EXERCISE REQUIREMENTS ▸
Which of the lines below include the word "pair"? Pull each one out.

____ DATA

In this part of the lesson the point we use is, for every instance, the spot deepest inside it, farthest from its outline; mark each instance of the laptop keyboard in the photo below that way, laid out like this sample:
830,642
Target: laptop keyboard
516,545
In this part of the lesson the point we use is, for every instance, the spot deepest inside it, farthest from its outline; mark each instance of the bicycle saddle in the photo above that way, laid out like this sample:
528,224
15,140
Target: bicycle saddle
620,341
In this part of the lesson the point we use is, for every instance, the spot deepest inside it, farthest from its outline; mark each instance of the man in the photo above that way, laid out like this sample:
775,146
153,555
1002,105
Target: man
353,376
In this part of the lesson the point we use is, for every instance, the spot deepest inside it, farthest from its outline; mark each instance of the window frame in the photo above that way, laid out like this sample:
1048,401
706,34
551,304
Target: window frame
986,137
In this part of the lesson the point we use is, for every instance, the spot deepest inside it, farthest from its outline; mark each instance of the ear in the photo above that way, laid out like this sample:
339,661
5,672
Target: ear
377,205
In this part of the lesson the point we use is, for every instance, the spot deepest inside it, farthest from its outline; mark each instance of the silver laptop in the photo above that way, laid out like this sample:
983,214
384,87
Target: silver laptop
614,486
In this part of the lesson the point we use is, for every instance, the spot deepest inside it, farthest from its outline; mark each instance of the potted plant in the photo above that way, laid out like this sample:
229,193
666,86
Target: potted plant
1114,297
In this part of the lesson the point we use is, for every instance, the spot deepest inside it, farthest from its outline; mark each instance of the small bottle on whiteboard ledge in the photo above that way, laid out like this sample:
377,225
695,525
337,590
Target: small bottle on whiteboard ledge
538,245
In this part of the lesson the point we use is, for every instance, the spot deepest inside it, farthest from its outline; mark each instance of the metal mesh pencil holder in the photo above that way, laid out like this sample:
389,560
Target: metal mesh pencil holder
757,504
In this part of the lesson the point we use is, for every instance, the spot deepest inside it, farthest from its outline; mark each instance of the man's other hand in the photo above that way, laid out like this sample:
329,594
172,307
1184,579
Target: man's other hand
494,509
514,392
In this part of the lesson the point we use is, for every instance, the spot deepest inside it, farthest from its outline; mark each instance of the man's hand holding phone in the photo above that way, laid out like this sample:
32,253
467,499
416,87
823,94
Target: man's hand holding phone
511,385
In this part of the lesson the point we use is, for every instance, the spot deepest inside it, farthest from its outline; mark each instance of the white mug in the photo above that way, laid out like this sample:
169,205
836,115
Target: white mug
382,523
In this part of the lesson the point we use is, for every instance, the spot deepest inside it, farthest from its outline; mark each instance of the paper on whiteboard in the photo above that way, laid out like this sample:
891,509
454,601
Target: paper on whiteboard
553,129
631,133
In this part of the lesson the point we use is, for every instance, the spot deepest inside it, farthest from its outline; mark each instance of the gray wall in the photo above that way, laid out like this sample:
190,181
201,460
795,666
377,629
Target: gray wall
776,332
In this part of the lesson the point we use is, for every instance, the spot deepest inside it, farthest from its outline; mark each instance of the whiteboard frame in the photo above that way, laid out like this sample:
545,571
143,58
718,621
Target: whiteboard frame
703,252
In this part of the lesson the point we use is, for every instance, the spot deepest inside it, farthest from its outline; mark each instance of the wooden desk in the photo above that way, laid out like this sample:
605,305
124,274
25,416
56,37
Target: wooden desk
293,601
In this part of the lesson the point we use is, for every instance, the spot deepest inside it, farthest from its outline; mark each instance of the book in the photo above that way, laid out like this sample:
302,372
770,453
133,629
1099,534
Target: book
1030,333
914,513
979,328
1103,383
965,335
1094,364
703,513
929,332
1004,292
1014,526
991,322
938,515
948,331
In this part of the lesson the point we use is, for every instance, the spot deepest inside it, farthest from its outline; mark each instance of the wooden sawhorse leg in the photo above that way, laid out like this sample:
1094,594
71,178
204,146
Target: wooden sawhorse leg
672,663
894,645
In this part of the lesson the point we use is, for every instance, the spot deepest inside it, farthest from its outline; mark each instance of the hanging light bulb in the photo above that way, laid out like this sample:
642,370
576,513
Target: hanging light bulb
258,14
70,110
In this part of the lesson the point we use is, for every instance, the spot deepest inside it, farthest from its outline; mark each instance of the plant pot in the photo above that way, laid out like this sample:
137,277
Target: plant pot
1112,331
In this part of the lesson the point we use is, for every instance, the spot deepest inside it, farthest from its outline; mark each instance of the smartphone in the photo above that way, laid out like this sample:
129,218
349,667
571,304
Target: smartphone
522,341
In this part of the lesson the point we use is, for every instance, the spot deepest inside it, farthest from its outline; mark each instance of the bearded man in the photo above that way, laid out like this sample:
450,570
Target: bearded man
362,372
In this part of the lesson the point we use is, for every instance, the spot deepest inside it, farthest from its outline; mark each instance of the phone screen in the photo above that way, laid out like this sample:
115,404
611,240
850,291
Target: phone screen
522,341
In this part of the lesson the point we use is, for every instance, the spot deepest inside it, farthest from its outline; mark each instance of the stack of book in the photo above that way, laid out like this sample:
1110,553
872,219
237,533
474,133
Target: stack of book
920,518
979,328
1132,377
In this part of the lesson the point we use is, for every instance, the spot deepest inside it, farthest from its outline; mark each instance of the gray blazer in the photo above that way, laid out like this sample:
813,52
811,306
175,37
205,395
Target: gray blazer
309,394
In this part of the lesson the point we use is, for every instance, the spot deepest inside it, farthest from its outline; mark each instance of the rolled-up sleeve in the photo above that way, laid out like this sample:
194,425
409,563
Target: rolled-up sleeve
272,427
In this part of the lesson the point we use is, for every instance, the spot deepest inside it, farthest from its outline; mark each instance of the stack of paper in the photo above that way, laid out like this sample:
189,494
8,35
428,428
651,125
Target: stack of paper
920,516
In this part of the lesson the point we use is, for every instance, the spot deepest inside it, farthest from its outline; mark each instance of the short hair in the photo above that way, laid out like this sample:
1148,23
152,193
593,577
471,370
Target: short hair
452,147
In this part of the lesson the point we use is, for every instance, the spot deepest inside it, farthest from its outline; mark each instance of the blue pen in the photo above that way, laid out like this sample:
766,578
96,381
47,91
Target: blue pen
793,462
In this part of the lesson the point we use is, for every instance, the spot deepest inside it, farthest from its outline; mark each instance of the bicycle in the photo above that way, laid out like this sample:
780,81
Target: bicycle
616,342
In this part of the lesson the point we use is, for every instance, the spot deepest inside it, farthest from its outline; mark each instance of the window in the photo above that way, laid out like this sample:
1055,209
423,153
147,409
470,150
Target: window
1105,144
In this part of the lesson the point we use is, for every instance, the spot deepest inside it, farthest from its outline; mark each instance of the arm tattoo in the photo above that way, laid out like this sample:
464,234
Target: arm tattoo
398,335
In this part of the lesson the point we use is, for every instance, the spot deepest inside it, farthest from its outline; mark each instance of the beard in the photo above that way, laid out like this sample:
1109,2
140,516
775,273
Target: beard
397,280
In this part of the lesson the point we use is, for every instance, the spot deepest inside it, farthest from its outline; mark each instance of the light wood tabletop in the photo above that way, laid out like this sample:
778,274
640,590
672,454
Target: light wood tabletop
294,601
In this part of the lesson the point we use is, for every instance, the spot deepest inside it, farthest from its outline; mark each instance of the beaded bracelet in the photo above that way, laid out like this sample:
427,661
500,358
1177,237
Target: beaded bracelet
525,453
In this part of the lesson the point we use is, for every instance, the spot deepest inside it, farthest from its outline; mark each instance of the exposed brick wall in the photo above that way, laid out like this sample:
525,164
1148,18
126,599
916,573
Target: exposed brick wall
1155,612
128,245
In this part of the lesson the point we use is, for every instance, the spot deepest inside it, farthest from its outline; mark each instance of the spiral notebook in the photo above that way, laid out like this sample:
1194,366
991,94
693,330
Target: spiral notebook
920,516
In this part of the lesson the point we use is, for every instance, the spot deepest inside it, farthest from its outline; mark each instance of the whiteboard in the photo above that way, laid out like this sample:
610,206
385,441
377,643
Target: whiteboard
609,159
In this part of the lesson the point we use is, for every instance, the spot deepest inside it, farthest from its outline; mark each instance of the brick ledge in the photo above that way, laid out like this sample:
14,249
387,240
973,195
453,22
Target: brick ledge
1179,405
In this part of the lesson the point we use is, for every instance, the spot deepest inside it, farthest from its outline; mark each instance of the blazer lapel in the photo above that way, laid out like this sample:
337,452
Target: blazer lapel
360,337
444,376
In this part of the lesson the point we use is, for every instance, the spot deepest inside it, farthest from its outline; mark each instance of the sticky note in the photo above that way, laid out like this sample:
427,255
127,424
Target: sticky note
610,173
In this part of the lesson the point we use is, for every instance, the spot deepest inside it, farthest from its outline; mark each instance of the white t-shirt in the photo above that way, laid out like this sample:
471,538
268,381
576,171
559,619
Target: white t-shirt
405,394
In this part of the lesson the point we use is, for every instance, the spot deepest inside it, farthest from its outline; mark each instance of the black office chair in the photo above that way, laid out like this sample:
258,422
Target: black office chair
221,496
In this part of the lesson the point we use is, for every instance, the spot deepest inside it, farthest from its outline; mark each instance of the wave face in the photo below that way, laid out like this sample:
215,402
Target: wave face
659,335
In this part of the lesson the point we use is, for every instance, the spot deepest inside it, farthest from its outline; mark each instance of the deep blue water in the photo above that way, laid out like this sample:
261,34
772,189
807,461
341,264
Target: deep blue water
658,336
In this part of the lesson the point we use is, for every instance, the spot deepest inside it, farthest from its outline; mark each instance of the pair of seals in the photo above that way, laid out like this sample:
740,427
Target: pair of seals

________

EXERCISE RESPONSE ▸
In this part of the lesson the point we use is, for every instance, the spot deepest inside it, farthest from its outline; mark each instance of the pair of seals in the photo above that way, laid out like this sample:
Target: pair of seals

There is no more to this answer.